The complete listing should be restated exactly.

[Records shown Boundary: Start]

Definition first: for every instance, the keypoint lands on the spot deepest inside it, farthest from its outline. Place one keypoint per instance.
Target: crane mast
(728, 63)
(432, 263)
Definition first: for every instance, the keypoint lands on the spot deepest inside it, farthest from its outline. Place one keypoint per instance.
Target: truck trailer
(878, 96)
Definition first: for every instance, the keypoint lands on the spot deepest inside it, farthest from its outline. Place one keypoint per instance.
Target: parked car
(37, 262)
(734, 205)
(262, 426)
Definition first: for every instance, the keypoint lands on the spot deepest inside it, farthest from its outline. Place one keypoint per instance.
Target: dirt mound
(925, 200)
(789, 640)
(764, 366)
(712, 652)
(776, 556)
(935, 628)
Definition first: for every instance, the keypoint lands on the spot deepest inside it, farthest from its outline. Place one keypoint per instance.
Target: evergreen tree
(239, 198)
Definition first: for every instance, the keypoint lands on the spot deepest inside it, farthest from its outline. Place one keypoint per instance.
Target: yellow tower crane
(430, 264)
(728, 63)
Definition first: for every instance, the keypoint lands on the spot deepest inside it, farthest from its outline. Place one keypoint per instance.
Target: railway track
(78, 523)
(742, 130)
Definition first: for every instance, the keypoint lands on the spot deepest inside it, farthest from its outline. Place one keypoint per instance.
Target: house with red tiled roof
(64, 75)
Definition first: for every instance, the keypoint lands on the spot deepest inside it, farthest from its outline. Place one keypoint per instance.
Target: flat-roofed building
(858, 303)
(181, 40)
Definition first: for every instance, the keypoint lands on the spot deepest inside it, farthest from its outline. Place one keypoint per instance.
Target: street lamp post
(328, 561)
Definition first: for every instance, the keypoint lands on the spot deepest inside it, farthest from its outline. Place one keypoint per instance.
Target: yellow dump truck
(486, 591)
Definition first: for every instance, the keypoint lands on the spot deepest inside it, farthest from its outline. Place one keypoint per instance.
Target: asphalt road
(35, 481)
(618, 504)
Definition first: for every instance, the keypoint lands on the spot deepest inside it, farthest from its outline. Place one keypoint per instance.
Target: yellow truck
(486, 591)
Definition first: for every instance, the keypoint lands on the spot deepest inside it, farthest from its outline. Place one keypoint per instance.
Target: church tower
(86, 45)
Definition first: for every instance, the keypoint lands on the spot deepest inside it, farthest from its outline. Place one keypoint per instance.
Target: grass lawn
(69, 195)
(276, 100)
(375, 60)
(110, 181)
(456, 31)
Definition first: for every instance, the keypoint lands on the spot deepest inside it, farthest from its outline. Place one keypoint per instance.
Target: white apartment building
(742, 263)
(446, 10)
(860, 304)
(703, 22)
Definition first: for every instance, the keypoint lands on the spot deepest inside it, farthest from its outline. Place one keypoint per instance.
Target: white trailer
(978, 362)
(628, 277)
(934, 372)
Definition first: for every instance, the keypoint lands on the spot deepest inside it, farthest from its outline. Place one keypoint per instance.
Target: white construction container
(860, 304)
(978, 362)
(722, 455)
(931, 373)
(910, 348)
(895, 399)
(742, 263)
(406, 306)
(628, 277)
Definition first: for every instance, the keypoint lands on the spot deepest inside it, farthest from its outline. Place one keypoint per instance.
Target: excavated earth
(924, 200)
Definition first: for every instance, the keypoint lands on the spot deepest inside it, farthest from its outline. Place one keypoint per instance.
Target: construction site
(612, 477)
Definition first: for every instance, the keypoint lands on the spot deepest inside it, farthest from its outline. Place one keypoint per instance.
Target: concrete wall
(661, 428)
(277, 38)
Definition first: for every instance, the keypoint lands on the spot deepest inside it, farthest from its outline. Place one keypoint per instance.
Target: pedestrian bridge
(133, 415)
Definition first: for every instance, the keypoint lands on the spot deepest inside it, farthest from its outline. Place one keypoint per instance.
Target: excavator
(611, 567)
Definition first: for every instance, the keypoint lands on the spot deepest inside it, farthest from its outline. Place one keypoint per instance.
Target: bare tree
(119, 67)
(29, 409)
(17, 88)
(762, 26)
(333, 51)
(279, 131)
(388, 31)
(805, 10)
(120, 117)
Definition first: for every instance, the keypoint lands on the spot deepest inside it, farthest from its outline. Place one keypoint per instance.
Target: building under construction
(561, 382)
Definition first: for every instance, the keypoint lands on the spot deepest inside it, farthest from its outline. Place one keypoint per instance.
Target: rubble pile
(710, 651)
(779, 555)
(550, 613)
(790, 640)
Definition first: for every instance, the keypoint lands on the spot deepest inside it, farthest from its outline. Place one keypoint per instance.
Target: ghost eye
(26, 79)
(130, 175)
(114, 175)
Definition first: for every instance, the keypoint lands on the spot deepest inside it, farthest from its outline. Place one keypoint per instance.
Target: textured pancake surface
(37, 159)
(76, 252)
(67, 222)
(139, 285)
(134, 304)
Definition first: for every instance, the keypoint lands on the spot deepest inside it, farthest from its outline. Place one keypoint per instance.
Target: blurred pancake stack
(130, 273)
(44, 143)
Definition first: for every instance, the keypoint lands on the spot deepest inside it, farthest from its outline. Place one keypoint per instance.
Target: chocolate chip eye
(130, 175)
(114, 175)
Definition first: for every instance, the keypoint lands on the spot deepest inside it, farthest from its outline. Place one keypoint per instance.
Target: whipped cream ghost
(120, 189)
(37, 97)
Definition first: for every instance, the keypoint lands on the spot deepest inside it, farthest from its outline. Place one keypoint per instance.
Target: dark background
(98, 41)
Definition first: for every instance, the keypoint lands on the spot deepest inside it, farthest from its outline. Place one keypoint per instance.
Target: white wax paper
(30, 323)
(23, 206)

[Records shown Boundary: End]

▶ [Exercise response]:
Definition first: for every instance, the keypoint lands on the spot deepest inside it, farthest from its outline. Place one keypoint per instance.
Target: crane mast
(728, 63)
(432, 263)
Definition first: for every instance, the keypoint lands on the spot deepest inside it, farthest from its outline. Place one keypoint per instance.
Target: truck trailer
(878, 96)
Definition first: for every instance, the keypoint lands on the spot deepest inside it, farthest from its outline. Place one keypoint per instance.
Target: parked car
(37, 262)
(734, 205)
(262, 426)
Definition first: for every instance, the keypoint lands on the spot deepest inside it, farthest from its outline. Place one keypoint per instance.
Target: dirt mound
(925, 200)
(789, 640)
(764, 366)
(712, 652)
(776, 556)
(935, 628)
Definition first: for every instance, the keypoint lands on the spot deepest inside it, farthest from its outline. Place one keypoint per instance.
Target: evergreen tree
(239, 198)
Definition first: for every instance, the keypoint lands on the spot deepest inside it, farthest from its outline. Place one keypoint per instance.
Target: yellow tower crane
(430, 264)
(728, 63)
Definition first: for every instance, the keypoint lands on the spot deepest inside it, farthest from its outline. Place one keypoint per instance.
Target: railway track
(78, 523)
(742, 130)
Definition first: for every instance, the keypoint lands on the spot deepest inside it, farthest from its outline. Place one keypoint per instance.
Target: house with red tiled roof
(64, 75)
Definition first: for every instance, the keypoint lands on the spot deepest inside it, farthest from its outline. Place one keypoint per instance.
Target: flat-roofed building
(858, 303)
(181, 40)
Definition first: for every instance, the keypoint lands on the spot deepest inside it, farthest from its outline. Place one keypoint per instance.
Target: street lamp post
(328, 561)
Definition first: for every instance, the keypoint lands on the spot deepest inside it, farthest from its outline. Place one keypoint per instance.
Target: yellow dump truck
(486, 591)
Definition first: for every instance, the keypoint lands on the spot deepest inside it, farthest from its outline. Place one keypoint per instance.
Target: asphalt road
(35, 481)
(618, 504)
Definition first: for every instance, the keypoint lands on the spot deepest inside it, farthest from its outline. Place one keypoint per instance.
Target: yellow truck
(486, 591)
Definition first: for every instance, the keypoint lands on the spot deepest inside it, farthest from its outline. Place one keypoint per instance.
Target: church tower
(86, 45)
Definition first: for every instance, the keypoint lands on the spot deepest inside it, farthest from its outline. Place one keypoint per instance.
Target: grass lawn
(69, 195)
(276, 100)
(375, 60)
(110, 181)
(456, 31)
Definition first: for every instance, the keypoint lands on the spot deepest inside it, farthest from its outline. Place one keypoint per instance.
Target: white apartment building
(742, 263)
(446, 10)
(860, 304)
(703, 22)
Definition first: for every instance, the keypoint lands on the spot deepest inside it, farthest from its outline. Place one keypoint per instance.
Target: white trailer
(978, 362)
(628, 277)
(934, 372)
Definition first: for every instance, the keypoint lands on the spot deepest inside it, farthest from its outline. Place one keypoint per instance.
Target: white construction container
(860, 304)
(978, 362)
(722, 455)
(931, 373)
(910, 348)
(895, 399)
(742, 263)
(406, 306)
(628, 277)
Definition first: for every instance, the keypoint lands on the spot deepest inside it, farthest from its outline. Place one keypoint per instance.
Target: excavated earth
(924, 200)
Definition first: for every instance, the keypoint lands on the spot deepest inside it, farthest from its outline. Place one keypoint per instance.
Target: construction site
(612, 477)
Definition first: for every instance, the keypoint lands on the spot deepest inside it, farthest from its outline. Place one keypoint per instance.
Target: concrete wall
(661, 428)
(277, 38)
Definition first: for every instance, the keypoint lands on the spot deepest inside it, farthest from its outline. Place one keypoint per instance.
Target: pedestrian bridge
(133, 415)
Definition first: for every instance, the keypoint lands on the spot deepest inside it, farthest from its outline. Place one keypoint per instance.
Target: excavator
(611, 567)
Definition first: for every instance, the keypoint lands on the spot deepest inside it, farthest from its outline. Place one keypoint per instance.
Target: bare tree
(119, 67)
(29, 409)
(17, 88)
(762, 26)
(333, 51)
(279, 131)
(388, 31)
(805, 10)
(120, 117)
Definition first: for every instance, the keypoint lands on the spot deepest inside it, farthest from its outline. Place one keypoint per instance.
Target: building under construction
(561, 382)
Definition first: for every instance, the keypoint lands on the spot deepest inside it, farthest from its outline. Place one keypoint per instance.
Target: rubble pile
(710, 651)
(779, 555)
(550, 613)
(790, 640)
Definition first: for every instance, the keypoint lands on the spot deepest inside it, farthest from its outline. Place one keypoint per instance.
Target: ghost eye
(26, 79)
(130, 175)
(114, 175)
Definition first: for every instance, the keypoint lands on the spot deepest inside it, farthest from its outline. Place one keypoint per instance.
Target: textured pancake surface
(37, 159)
(76, 252)
(67, 222)
(139, 285)
(134, 304)
Definition first: for every instance, the keypoint lands on the spot deepest inside it, farthest from its outline. Place one keypoint per instance.
Target: blurred pancake stack
(130, 273)
(44, 143)
Definition first: for every instance, the keypoint lands on the spot deepest inside it, farthest from its outline. Place one keypoint per instance.
Target: chocolate chip eye
(130, 175)
(114, 175)
Definition first: for every instance, the keypoint lands on the spot deepest inside it, farthest from its outline. Place one keypoint per instance.
Target: whipped cream ghost
(120, 189)
(37, 97)
Definition first: for every instance, the keypoint lands on the spot deepest inside it, farthest from its outline. Place one keypoint per instance.
Target: dark background
(98, 41)
Definition first: for every instance, the keypoint lands on the spot deepest inside it, farthest from its outline. Place one keypoint per instance.
Target: white wax paper
(30, 323)
(23, 206)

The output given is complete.